[Reading text — start]

How is a Bow Made?

How is a Bow Made?

The violin wouldn’t be much without a bow, and yet until last century, it was considered almost an accessory along with the case and the tuning fork. Having said that, there have always been bows of exceptional craftsmanship and beauty admired by those with eyes to see. Learn more about how bows are crafted below!

What is a violin, viola, cello or double bass bow made from?

Traditionally, violin, viola, cello and double bass bows were crafted with pernambuco, the preferred timber of archetiers (bow makers). It is becoming increasingly scarce due to international treaty restricting export from Brazil because it is listed as an endangered species. 

Archetiers are constantly experimenting with different materials. Brazilwood has become a popular alternative for student and intermediate level bows.

Both brazilwood and pernambuco are taken from the same species of tree: “Pau Brasil”, AKA “Caesalphina Echinata”. The loggers only refer to the timber as brazilwood, but bow makers divide the timber between the not-so-dense core or “heart wood” (pernambuco) which is prized more highly, and the more dense outer layer of “sap wood” (brazilwood). Both parts of the tree are excellent for bow making, but the outer is not considered as valuable. However, there is plenty of very good quality brazilwood used in bows.

[Reading text — finish]
[Stored data — start]

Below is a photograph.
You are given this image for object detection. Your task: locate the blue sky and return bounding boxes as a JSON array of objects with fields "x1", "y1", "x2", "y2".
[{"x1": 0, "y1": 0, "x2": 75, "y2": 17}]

[Stored data — finish]

> [Work request 1]:
Answer these from the bow-making text, one line each:
(a) Until last century, what was the bow considered to be?
(b) Which timber has become a popular alternative for student and intermediate level bows?
(c) What name do bow makers give to the less dense core, or "heart wood," of the tree?
> [Work request 2]:
Using the bow-making text, explain why pernambuco is becoming increasingly scarce.
> [Work request 3]:
Please continue the bow-making text from its last sentence with a few more sentences in the same style.

> [Written reply 1]:
(a) Almost an accessory, along with the case and the tuning fork.
(b) Brazilwood.
(c) Pernambuco.

> [Written reply 2]:
An international treaty restricts its export from Brazil. The treaty applies because pernambuco is listed as an endangered species.

> [Written reply 3]:
Snakewood (also called amourette): True snakewood is regarded as the world’s rarest commercially available species of wood, although not listed as endangered at this point. Like the pau brasil tree, it is from South America. Snakewood  has always been a favourite for baroque bows, partly because it is fairly similar to pernambuco in performance, but a little less athletic due to a slightly lower elasticity. This would suit the baroque style of playing. 

Ipe wood is a very dense, resilient wood that is very popular for architectural use because its fire rating is similar to concrete and steel, and it has amazing longevity in outdoor projects. Bow makers use it for its hardness and flexibility, and it looks very nice: it’s often referred to as Brazilian walnut. although very dense, it’s also fairly lightweight compared to other similar woods, making it a great choice for bows.

Bow materials.

Image: Pernambuco, Brazilwood, Ipe and Snakewood bows.

Carbon fibre bows are becoming quite popular. Carbon fibre (also called graphite fibre or carbon graphite) is commonly made from polyacrylonitrile. It is extremely strong, lightweight and appropriately flexible for bow making. It is often used to replace steel in aircraft, sporting equipment, motor vehicles and much more. Most bows made with carbon fibre have a moulded carbon fibre tube, but many also have braided carbon fibre inside, or other components such as kevlar.  They perform wonderfully well and can often be a great choice, especially for travellers because they stand up to a variety of conditions. 

In our experience, many teachers and students still prefer traditional timber bows because of the tone control they receive from these. However, carbon fibre bows are growing market and will continue to feature even more into the future.

Coda Bow, our best-selling carbon fibre bow brand use carbon fibre to construct all of their bows. They put the history of carbon fibre best!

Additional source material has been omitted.